[Stored data entries]
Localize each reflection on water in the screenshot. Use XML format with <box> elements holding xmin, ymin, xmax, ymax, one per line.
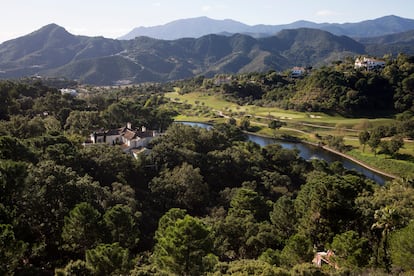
<box><xmin>178</xmin><ymin>122</ymin><xmax>390</xmax><ymax>184</ymax></box>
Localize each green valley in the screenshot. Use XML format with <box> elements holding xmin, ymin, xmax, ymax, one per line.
<box><xmin>163</xmin><ymin>54</ymin><xmax>414</xmax><ymax>179</ymax></box>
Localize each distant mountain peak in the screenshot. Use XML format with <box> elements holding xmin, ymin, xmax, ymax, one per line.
<box><xmin>40</xmin><ymin>22</ymin><xmax>63</xmax><ymax>29</ymax></box>
<box><xmin>34</xmin><ymin>23</ymin><xmax>68</xmax><ymax>34</ymax></box>
<box><xmin>27</xmin><ymin>23</ymin><xmax>73</xmax><ymax>40</ymax></box>
<box><xmin>118</xmin><ymin>17</ymin><xmax>250</xmax><ymax>40</ymax></box>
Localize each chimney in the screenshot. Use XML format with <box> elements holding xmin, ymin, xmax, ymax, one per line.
<box><xmin>141</xmin><ymin>126</ymin><xmax>146</xmax><ymax>132</ymax></box>
<box><xmin>127</xmin><ymin>122</ymin><xmax>132</xmax><ymax>129</ymax></box>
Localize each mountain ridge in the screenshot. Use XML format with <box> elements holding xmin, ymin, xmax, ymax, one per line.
<box><xmin>119</xmin><ymin>15</ymin><xmax>414</xmax><ymax>40</ymax></box>
<box><xmin>0</xmin><ymin>25</ymin><xmax>366</xmax><ymax>84</ymax></box>
<box><xmin>0</xmin><ymin>21</ymin><xmax>413</xmax><ymax>85</ymax></box>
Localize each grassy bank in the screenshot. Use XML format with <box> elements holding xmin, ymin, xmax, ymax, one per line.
<box><xmin>347</xmin><ymin>149</ymin><xmax>414</xmax><ymax>178</ymax></box>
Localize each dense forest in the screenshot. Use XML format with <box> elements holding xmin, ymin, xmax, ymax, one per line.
<box><xmin>1</xmin><ymin>56</ymin><xmax>414</xmax><ymax>275</ymax></box>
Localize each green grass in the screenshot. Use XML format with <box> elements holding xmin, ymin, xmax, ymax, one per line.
<box><xmin>400</xmin><ymin>141</ymin><xmax>414</xmax><ymax>155</ymax></box>
<box><xmin>257</xmin><ymin>127</ymin><xmax>310</xmax><ymax>139</ymax></box>
<box><xmin>166</xmin><ymin>91</ymin><xmax>306</xmax><ymax>120</ymax></box>
<box><xmin>173</xmin><ymin>114</ymin><xmax>228</xmax><ymax>124</ymax></box>
<box><xmin>174</xmin><ymin>115</ymin><xmax>213</xmax><ymax>123</ymax></box>
<box><xmin>347</xmin><ymin>149</ymin><xmax>414</xmax><ymax>178</ymax></box>
<box><xmin>165</xmin><ymin>91</ymin><xmax>394</xmax><ymax>127</ymax></box>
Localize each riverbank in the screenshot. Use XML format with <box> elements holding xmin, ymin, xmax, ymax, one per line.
<box><xmin>320</xmin><ymin>145</ymin><xmax>397</xmax><ymax>180</ymax></box>
<box><xmin>245</xmin><ymin>130</ymin><xmax>398</xmax><ymax>181</ymax></box>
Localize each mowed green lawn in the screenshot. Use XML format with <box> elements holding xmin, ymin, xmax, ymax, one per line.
<box><xmin>165</xmin><ymin>91</ymin><xmax>393</xmax><ymax>127</ymax></box>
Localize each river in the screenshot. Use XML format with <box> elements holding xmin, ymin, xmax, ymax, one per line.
<box><xmin>178</xmin><ymin>121</ymin><xmax>391</xmax><ymax>185</ymax></box>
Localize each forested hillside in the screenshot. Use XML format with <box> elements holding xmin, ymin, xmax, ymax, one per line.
<box><xmin>179</xmin><ymin>53</ymin><xmax>414</xmax><ymax>118</ymax></box>
<box><xmin>1</xmin><ymin>78</ymin><xmax>414</xmax><ymax>275</ymax></box>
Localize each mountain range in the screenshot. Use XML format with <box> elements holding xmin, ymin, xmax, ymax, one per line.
<box><xmin>119</xmin><ymin>15</ymin><xmax>414</xmax><ymax>40</ymax></box>
<box><xmin>0</xmin><ymin>15</ymin><xmax>414</xmax><ymax>85</ymax></box>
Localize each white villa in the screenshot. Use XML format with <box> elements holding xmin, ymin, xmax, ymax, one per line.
<box><xmin>354</xmin><ymin>57</ymin><xmax>385</xmax><ymax>70</ymax></box>
<box><xmin>291</xmin><ymin>67</ymin><xmax>306</xmax><ymax>77</ymax></box>
<box><xmin>89</xmin><ymin>123</ymin><xmax>158</xmax><ymax>152</ymax></box>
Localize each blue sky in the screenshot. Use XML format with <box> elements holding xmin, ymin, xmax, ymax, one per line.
<box><xmin>1</xmin><ymin>0</ymin><xmax>414</xmax><ymax>43</ymax></box>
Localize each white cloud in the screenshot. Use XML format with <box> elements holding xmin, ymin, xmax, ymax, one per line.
<box><xmin>153</xmin><ymin>2</ymin><xmax>161</xmax><ymax>7</ymax></box>
<box><xmin>316</xmin><ymin>10</ymin><xmax>337</xmax><ymax>17</ymax></box>
<box><xmin>202</xmin><ymin>5</ymin><xmax>212</xmax><ymax>12</ymax></box>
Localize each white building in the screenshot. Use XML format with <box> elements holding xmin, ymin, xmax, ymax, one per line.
<box><xmin>355</xmin><ymin>57</ymin><xmax>385</xmax><ymax>70</ymax></box>
<box><xmin>291</xmin><ymin>67</ymin><xmax>306</xmax><ymax>77</ymax></box>
<box><xmin>90</xmin><ymin>123</ymin><xmax>158</xmax><ymax>152</ymax></box>
<box><xmin>60</xmin><ymin>88</ymin><xmax>78</xmax><ymax>96</ymax></box>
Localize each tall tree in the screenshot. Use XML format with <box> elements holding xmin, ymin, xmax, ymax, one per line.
<box><xmin>229</xmin><ymin>188</ymin><xmax>269</xmax><ymax>221</ymax></box>
<box><xmin>279</xmin><ymin>234</ymin><xmax>313</xmax><ymax>268</ymax></box>
<box><xmin>0</xmin><ymin>224</ymin><xmax>27</xmax><ymax>275</ymax></box>
<box><xmin>61</xmin><ymin>202</ymin><xmax>102</xmax><ymax>254</ymax></box>
<box><xmin>0</xmin><ymin>135</ymin><xmax>35</xmax><ymax>162</ymax></box>
<box><xmin>55</xmin><ymin>259</ymin><xmax>93</xmax><ymax>276</ymax></box>
<box><xmin>149</xmin><ymin>162</ymin><xmax>209</xmax><ymax>212</ymax></box>
<box><xmin>295</xmin><ymin>171</ymin><xmax>372</xmax><ymax>248</ymax></box>
<box><xmin>103</xmin><ymin>204</ymin><xmax>140</xmax><ymax>248</ymax></box>
<box><xmin>358</xmin><ymin>130</ymin><xmax>370</xmax><ymax>152</ymax></box>
<box><xmin>64</xmin><ymin>111</ymin><xmax>102</xmax><ymax>136</ymax></box>
<box><xmin>19</xmin><ymin>161</ymin><xmax>106</xmax><ymax>252</ymax></box>
<box><xmin>356</xmin><ymin>178</ymin><xmax>414</xmax><ymax>269</ymax></box>
<box><xmin>330</xmin><ymin>230</ymin><xmax>370</xmax><ymax>269</ymax></box>
<box><xmin>371</xmin><ymin>206</ymin><xmax>401</xmax><ymax>271</ymax></box>
<box><xmin>239</xmin><ymin>117</ymin><xmax>251</xmax><ymax>131</ymax></box>
<box><xmin>388</xmin><ymin>135</ymin><xmax>404</xmax><ymax>156</ymax></box>
<box><xmin>86</xmin><ymin>243</ymin><xmax>131</xmax><ymax>276</ymax></box>
<box><xmin>270</xmin><ymin>196</ymin><xmax>297</xmax><ymax>243</ymax></box>
<box><xmin>78</xmin><ymin>144</ymin><xmax>140</xmax><ymax>186</ymax></box>
<box><xmin>368</xmin><ymin>130</ymin><xmax>383</xmax><ymax>155</ymax></box>
<box><xmin>153</xmin><ymin>214</ymin><xmax>213</xmax><ymax>275</ymax></box>
<box><xmin>0</xmin><ymin>160</ymin><xmax>28</xmax><ymax>223</ymax></box>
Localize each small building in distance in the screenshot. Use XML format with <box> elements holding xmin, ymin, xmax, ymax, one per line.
<box><xmin>89</xmin><ymin>123</ymin><xmax>158</xmax><ymax>153</ymax></box>
<box><xmin>60</xmin><ymin>88</ymin><xmax>78</xmax><ymax>96</ymax></box>
<box><xmin>290</xmin><ymin>66</ymin><xmax>309</xmax><ymax>78</ymax></box>
<box><xmin>354</xmin><ymin>57</ymin><xmax>385</xmax><ymax>70</ymax></box>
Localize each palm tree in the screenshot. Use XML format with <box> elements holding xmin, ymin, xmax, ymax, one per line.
<box><xmin>371</xmin><ymin>206</ymin><xmax>401</xmax><ymax>271</ymax></box>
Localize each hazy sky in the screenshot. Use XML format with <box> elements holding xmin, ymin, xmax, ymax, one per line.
<box><xmin>1</xmin><ymin>0</ymin><xmax>414</xmax><ymax>43</ymax></box>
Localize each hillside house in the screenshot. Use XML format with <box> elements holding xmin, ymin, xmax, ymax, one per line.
<box><xmin>291</xmin><ymin>67</ymin><xmax>306</xmax><ymax>77</ymax></box>
<box><xmin>60</xmin><ymin>88</ymin><xmax>78</xmax><ymax>96</ymax></box>
<box><xmin>89</xmin><ymin>123</ymin><xmax>158</xmax><ymax>152</ymax></box>
<box><xmin>354</xmin><ymin>57</ymin><xmax>385</xmax><ymax>70</ymax></box>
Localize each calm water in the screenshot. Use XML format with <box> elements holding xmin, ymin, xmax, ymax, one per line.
<box><xmin>178</xmin><ymin>121</ymin><xmax>390</xmax><ymax>184</ymax></box>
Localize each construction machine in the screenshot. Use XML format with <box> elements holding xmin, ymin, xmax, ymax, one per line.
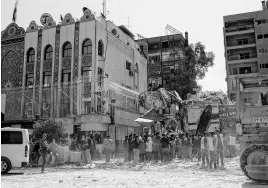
<box><xmin>235</xmin><ymin>76</ymin><xmax>268</xmax><ymax>184</ymax></box>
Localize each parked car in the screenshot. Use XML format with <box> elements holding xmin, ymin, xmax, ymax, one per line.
<box><xmin>1</xmin><ymin>127</ymin><xmax>29</xmax><ymax>174</ymax></box>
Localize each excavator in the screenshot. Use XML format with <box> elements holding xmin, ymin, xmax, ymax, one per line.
<box><xmin>235</xmin><ymin>75</ymin><xmax>268</xmax><ymax>184</ymax></box>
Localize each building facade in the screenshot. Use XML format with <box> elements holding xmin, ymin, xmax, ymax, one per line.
<box><xmin>223</xmin><ymin>1</ymin><xmax>268</xmax><ymax>101</ymax></box>
<box><xmin>1</xmin><ymin>8</ymin><xmax>147</xmax><ymax>147</ymax></box>
<box><xmin>136</xmin><ymin>33</ymin><xmax>187</xmax><ymax>91</ymax></box>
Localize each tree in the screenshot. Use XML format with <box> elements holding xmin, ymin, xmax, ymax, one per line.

- What is needed: Once the line holding "Localize each calm" is found, copy it and each later line exactly through the end of the data, leaving out the pictures.

- Task solution:
Localize each calm water in the screenshot. Use XML format with <box> elements holding xmin, ymin, xmax, ymax, one per line.
<box><xmin>178</xmin><ymin>121</ymin><xmax>390</xmax><ymax>184</ymax></box>
Localize each construction machine in the screenshot. Use XML format with <box> elements holding xmin, ymin, xmax, ymax, one per line.
<box><xmin>235</xmin><ymin>76</ymin><xmax>268</xmax><ymax>184</ymax></box>
Localize each parked car in the screenshot. Use XML format with <box> elements holding xmin, ymin, xmax, ymax, one per line.
<box><xmin>1</xmin><ymin>127</ymin><xmax>29</xmax><ymax>174</ymax></box>
Localize each excavator in the screenshot. Use XML format with <box> elements holding xmin, ymin, xmax, ymax, one per line.
<box><xmin>235</xmin><ymin>75</ymin><xmax>268</xmax><ymax>184</ymax></box>
Localize each building facade in the screenshot. Use XML format with <box> elements holding xmin, ymin, xmax, ymax, one per line.
<box><xmin>223</xmin><ymin>1</ymin><xmax>268</xmax><ymax>101</ymax></box>
<box><xmin>1</xmin><ymin>8</ymin><xmax>147</xmax><ymax>147</ymax></box>
<box><xmin>136</xmin><ymin>33</ymin><xmax>187</xmax><ymax>91</ymax></box>
Localize each tree in the screenshot. Use XML format with <box> elements holding xmin, ymin, xmax, ymax, one per line.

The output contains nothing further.